# Solved: Unknown Computers on Network



## JMJedi (Sep 21, 2011)

The other day, I noticed two unknown computers and a few Media Devices associated with those computers were on my network. Of course I immediately logged into my router, changed the network SSID and security key, and even blocked the MAC addresses of the Media Devices (I couldn't find the MAC addresses for the computers). That seemed to solve the problem. 

However, this morning I noticed that the computers and Media Devices are back. And what's really confusing is that they seem to follow me regardless of the network I'm on (I'm on my work network across town, and they're still connected.) This makes me think that it's something on my machine, and not on the network. I scanned for malware, and deleted everything that I found, but that didn't get rid of the machines.

Any ideas on what they could be? I have a couple virtual machines on my machine, but I have VirtualBox and VMWare turned off, so I'm pretty sure it can't be those (not to mention the names aren't the same). I'm running Windows 7 Home Premium, if it helps.


----------



## lunarlander (Sep 22, 2007)

How do you know those MACs belong to media devices? Doesn't the router just show you only the MACs ? 

Which malware scanner do you use? And what malware was removed? If you still have the log of the malware scan, maybe you can post it so some malware removers can take a look?


----------



## JMJedi (Sep 21, 2011)

I can right click on the Media Devices in the "Network" window, and under "Properties" it lists the MAC address. 

For the malware scanner, I scanned with Spybot and Spyware Terminator. I also scanned with AVG and MSSE. Only Spybot found anything, and they were all tracking cookies. I can post the list if you think it will help, but since they were all just cookies, I don't think it's likely they are the cause (though I could be wrong.)

Records of spatial annotations
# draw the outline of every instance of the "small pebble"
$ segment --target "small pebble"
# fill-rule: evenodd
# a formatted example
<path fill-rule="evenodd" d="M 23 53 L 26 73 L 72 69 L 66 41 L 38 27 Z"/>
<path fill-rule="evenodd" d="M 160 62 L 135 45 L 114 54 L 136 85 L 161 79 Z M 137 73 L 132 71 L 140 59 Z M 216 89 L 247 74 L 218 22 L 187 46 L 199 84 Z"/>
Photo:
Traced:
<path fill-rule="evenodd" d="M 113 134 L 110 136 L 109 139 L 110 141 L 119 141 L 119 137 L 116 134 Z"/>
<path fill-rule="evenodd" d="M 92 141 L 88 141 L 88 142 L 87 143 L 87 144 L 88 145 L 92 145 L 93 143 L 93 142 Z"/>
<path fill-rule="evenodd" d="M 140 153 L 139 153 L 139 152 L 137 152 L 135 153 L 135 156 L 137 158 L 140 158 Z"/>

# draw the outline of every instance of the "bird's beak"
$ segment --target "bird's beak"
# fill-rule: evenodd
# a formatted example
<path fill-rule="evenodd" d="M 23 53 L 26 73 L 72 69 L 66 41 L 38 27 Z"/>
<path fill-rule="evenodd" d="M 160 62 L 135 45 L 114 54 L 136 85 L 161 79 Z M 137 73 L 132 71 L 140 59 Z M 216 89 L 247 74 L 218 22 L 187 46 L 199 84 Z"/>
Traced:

**Exercise task**
Print the part of the thread about unknown computers that begins with "Any ideas on" and ends with "if it helps.". The items have no connection to the thread about unknown computers on a network.

**Answer in full**
Any ideas on what they could be? I have a couple virtual machines on my machine, but I have VirtualBox and VMWare turned off, so I'm pretty sure it can't be those (not to mention the names aren't the same). I'm running Windows 7 Home Premium, if it helps.